▸ To do
Copy the records below from the line containing "Can you find the dark" down to the line containing "[[159, 174], [164, 179]]", both lines included and the requests kept unchanged. Multiply every coordinate in the answers by 2.3, round each result to a whole number with halves going up, and return only those lines.

┄┄┄┄┄┄┄┄┄┄

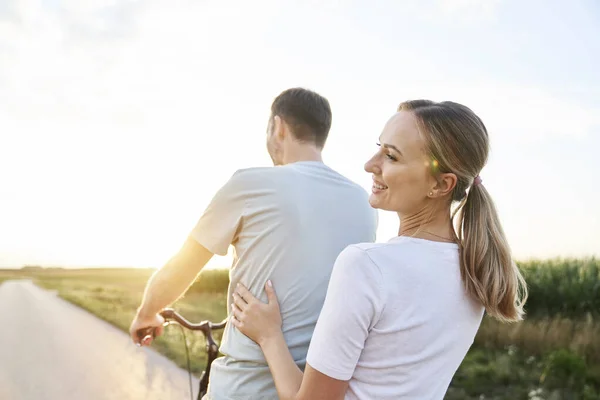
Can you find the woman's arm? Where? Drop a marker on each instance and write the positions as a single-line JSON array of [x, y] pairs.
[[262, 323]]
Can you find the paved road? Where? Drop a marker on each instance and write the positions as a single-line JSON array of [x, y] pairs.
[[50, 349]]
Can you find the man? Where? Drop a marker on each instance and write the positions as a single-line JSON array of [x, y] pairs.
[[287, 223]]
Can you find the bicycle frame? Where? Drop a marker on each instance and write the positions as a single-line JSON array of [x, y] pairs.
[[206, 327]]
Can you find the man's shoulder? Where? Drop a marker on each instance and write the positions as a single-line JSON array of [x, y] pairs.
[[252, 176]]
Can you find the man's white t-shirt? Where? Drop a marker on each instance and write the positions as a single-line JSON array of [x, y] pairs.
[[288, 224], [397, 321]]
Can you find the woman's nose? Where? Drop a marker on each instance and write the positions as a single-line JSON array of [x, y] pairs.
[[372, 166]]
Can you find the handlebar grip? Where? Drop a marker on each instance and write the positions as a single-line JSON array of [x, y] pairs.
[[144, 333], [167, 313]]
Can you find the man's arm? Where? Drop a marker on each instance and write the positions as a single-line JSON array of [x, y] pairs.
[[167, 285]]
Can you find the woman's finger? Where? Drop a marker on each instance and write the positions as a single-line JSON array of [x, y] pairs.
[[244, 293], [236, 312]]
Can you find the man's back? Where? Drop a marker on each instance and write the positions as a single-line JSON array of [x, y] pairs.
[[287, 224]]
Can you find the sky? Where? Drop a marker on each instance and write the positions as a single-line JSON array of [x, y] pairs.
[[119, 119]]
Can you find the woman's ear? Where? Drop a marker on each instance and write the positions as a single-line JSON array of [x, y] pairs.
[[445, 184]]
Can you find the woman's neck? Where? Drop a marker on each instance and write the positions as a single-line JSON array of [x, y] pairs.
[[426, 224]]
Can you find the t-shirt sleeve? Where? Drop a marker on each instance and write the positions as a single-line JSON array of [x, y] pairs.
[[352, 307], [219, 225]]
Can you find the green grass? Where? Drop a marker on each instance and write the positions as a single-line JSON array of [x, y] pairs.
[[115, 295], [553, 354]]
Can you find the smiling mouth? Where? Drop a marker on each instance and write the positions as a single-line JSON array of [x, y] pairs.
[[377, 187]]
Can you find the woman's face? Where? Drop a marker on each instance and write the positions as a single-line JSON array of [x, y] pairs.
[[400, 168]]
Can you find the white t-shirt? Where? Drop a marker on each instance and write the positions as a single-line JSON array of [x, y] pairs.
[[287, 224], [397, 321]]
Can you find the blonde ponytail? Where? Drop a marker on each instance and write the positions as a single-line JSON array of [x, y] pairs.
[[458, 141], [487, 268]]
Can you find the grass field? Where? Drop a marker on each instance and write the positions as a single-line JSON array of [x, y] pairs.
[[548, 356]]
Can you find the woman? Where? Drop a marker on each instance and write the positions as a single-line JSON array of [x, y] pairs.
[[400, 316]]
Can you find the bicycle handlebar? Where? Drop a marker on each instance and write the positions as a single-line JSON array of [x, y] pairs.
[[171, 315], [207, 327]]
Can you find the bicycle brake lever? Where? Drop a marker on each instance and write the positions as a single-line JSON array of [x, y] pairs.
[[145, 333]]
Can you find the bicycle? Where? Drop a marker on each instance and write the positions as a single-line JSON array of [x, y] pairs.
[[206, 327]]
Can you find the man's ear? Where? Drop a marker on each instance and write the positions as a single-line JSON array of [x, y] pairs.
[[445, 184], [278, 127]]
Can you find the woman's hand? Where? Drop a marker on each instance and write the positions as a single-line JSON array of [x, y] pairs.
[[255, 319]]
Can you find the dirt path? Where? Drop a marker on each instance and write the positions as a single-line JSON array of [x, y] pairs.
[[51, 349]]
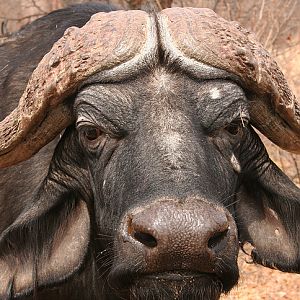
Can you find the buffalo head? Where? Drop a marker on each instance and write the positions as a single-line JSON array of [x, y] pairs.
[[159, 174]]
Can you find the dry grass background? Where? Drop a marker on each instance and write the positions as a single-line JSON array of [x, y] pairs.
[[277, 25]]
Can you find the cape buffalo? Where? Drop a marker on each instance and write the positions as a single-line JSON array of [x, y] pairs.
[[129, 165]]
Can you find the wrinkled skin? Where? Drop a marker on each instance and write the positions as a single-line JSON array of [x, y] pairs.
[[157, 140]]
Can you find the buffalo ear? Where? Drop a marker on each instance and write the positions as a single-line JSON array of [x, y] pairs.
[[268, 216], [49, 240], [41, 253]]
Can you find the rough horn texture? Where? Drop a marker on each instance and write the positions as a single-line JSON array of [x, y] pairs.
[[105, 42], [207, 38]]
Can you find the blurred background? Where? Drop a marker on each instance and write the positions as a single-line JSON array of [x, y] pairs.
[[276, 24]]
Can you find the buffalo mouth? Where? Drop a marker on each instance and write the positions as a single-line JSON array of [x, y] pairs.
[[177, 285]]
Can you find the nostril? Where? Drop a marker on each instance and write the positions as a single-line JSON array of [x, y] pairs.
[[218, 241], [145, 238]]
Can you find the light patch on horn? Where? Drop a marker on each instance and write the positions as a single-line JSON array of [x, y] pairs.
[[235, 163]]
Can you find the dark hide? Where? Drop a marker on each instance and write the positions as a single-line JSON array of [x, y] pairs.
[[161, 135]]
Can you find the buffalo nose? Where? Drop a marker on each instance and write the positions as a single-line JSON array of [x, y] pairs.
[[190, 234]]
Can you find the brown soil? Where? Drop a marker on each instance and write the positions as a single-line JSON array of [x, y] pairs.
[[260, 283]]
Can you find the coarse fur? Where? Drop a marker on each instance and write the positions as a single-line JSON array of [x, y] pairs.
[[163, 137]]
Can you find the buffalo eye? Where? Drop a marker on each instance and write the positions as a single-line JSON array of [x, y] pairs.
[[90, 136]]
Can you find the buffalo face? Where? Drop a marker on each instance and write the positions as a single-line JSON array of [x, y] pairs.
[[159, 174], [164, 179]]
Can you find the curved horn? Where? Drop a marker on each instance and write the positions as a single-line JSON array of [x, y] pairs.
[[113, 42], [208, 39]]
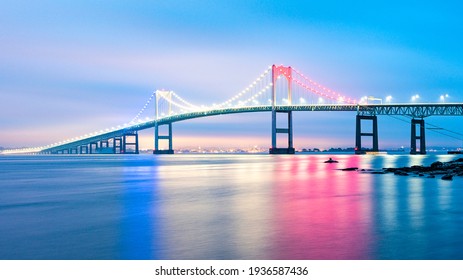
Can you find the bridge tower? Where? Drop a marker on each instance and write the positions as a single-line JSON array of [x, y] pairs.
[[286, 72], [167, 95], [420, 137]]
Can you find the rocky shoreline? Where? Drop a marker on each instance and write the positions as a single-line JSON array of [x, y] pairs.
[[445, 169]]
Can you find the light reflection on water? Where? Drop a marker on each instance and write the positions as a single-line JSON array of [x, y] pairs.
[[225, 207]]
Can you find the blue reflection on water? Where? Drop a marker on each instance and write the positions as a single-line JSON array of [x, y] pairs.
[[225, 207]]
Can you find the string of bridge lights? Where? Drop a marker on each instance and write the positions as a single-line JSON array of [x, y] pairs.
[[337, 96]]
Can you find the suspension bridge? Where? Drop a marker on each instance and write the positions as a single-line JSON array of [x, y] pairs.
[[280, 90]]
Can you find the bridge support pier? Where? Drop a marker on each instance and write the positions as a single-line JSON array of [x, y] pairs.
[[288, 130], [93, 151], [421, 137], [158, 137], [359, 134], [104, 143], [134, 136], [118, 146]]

┄┄┄┄┄┄┄┄┄┄

▸ Solution for this task
Can you find the dark hide? Where? Drop a marker on each instance and write the positions as a single-line JSON array of [x, y] pairs.
[[370, 311]]
Can you find the buffalo nose? Where? Drop a marker on each instance and write the positions as a single-line JSON array of [x, y] pairs.
[[437, 538]]
Can you find the brown soil? Where? Drop a marker on each instance and write the positions as a single-line JSON array of [x, y] pairs.
[[598, 651]]
Can you find the coarse fur? Where? Drop a marker on each instance and write the positions as a single-line JSON array of [x, y] pairs.
[[375, 315]]
Can you find the buffalo eye? Where? Drop a marker on each instance and write the positions as a single-line JSON array of [x, y] pairs.
[[207, 313]]
Can you find the buffalo face? Where? Drop a marker on each instance and write the positions as a single-line JSON array of [x, y] pairs.
[[366, 400], [377, 412]]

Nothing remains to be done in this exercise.